- [Reading text]
┄┄┄┄┄┄┄┄┄┄

Filed under: Insurance, Health, Travel

Last month, my parents went to Florida for two weeks against the advice of their four children. We were worried that my father, who is on oxygen and has multiple medical problems, would take a turn for the worse and end up in a hospital. They decided to go anyway (parents today...they just don't listen).

Before they left, I urged my father to buy medical evacuation insurance, a specific type of travel insurance that retrieves "members" from anywhere in the world and transports them to the hospital of their choice. Last year, I edited an article for a website called Traveling Mom about the benefits of an insurance plan provided by a company called MedJet Assist. Afterward, I told my parents about the company and the week before they left for Florida, I spoke with them again and my father said he bought similar insurance via American Express.

You know what happened next. My dad, who has a blood disorder that makes his hemoglobin count drop to life threatening levels (among other medical problems brought on by 40 plus years of smoking), ended up in the hospital. It got so bad he needed a blood transfusion. They stabilized him but he just wanted to get back home to New Jersey.

Lo and behold, the American Express policy didn't actually provide emergency evacuation; it just pays for your travel expenses if you have to buy a last minute ticket on a commercial airline. So my parents ended up paying for a "critical care air ambulance," equipped with a stretcher, medical life support equipment, two pilots and two medical crew members, through a company called Res-q-jets. The company flew my mother, father and brother, who flew to Florida to help out, into Philadelphia, then drove my father by ambulance to the hospital in New Jersey. This "bedside to bedside" service cost $12,000, not covered by any insurance.

There's no question it was the right thing to do because my father has spent the last month back and forth between a hospital and a rehab facility, and he's had some close calls. This is obviously the most upsetting part of the ordeal, but I'm also sick over the fact that I could have prevented the exorbitant cost -- it would have cost a mere $195 via Medjet Assist for both of my parents for two weeks' coverage. An annual membership costs $225 for an individual and $350 for a family. Medjet is just one of several such companies that offer this type of program. As far as I can tell, there is no fine print, and people can't be excluded from joining due to preexisting conditions. You just have to sign up before your trip.

When I think of the places I've been without emergency evacuation insurance -- trekking in Thailand or driving aimlessly through vineyards in the Priorat region of Spain, just south of Barcelona -- and I can't even imagine what a hospital in Vietnam back in 1993, before American borders opened up, would have been like! Given my father's experience, emergency medical insurance seems like a small price to pay and now, I don't think I'll leave home without it.

┄┄┄┄┄┄┄┄┄┄

- [Record excerpts]
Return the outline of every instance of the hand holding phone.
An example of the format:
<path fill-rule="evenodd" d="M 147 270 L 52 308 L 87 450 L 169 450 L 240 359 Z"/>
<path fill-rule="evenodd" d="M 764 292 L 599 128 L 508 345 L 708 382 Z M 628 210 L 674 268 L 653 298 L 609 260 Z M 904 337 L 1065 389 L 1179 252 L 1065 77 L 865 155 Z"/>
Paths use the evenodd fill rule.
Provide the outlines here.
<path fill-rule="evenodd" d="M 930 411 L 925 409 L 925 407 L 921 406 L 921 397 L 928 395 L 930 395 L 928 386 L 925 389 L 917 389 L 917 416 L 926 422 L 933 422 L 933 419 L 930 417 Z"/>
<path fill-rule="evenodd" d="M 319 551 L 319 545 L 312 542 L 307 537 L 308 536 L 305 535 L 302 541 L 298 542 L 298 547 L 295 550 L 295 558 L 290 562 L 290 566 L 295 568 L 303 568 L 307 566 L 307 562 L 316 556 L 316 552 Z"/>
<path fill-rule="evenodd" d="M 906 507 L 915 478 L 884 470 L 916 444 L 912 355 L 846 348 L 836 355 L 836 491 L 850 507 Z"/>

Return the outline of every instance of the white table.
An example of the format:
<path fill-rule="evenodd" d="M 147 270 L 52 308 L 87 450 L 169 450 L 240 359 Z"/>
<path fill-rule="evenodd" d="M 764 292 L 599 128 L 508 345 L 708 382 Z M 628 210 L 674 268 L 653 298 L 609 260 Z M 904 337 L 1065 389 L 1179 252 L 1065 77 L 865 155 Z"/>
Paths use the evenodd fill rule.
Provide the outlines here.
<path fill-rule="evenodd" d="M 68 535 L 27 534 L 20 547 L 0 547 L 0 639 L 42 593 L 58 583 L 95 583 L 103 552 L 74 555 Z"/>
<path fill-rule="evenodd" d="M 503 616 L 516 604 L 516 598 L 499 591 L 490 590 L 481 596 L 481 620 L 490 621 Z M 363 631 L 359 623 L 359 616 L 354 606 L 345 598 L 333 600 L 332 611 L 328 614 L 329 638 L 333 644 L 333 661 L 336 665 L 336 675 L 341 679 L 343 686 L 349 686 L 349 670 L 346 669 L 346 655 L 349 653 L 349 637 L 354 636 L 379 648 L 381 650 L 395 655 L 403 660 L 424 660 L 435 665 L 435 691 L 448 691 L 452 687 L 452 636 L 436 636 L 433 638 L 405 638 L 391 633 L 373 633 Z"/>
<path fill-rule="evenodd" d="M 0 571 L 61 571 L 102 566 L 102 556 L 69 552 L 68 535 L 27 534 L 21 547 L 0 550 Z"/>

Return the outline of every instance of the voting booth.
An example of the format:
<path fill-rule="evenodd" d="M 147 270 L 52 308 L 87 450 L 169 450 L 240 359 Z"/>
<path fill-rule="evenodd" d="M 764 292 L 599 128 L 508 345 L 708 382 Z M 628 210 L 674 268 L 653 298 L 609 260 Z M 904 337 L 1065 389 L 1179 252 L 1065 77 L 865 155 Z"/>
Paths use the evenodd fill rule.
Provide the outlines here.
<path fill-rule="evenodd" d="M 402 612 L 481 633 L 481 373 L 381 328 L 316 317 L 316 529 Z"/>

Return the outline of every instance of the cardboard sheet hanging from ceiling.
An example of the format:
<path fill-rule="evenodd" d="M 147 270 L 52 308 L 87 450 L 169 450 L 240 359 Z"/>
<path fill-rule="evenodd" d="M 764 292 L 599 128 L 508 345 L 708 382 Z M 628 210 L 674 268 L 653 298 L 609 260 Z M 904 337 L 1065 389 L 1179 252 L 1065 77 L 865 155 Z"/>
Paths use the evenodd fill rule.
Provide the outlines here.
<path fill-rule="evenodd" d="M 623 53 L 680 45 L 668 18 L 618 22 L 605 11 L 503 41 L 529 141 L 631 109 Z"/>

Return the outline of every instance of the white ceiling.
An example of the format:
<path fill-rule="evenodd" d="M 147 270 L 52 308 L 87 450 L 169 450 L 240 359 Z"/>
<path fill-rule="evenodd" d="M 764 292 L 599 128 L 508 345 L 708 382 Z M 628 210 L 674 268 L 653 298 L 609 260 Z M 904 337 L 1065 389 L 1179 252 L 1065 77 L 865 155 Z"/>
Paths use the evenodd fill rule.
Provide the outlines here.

┄┄┄┄┄┄┄┄┄┄

- [Questions on the material]
- A) Rewrite the paragraph of the insurance article that begins "Lo and behold, the American Express policy" in shorter form, keeping its main facts.
- B) Repeat word for word the passage of the insurance article starting at "Before they left, I" and ending at "to New Jersey.".

- [Outputs in order]
- A) The American Express policy did not cover emergency evacuation. It only paid for a last-minute ticket on a commercial airline. So the parents paid Res-q-jets for a critical care air ambulance with a stretcher, life support equipment, two pilots and two medical crew members. It flew the mother, the father and a brother from Florida to Philadelphia. From there an ambulance drove the father to a New Jersey hospital. No insurance covered this $12,000 "bedside to bedside" service.

- B)
Before they left, I urged my father to buy medical evacuation insurance, a specific type of travel insurance that retrieves "members" from anywhere in the world and transports them to the hospital of their choice. Last year, I edited an article for a website called Traveling Mom about the benefits of an insurance plan provided by a company called MedJet Assist. Afterward, I told my parents about the company and the week before they left for Florida, I spoke with them again and my father said he bought similar insurance via American Express.

You know what happened next. My dad, who has a blood disorder that makes his hemoglobin count drop to life threatening levels (among other medical problems brought on by 40 plus years of smoking), ended up in the hospital. It got so bad he needed a blood transfusion. They stabilized him but he just wanted to get back home to New Jersey.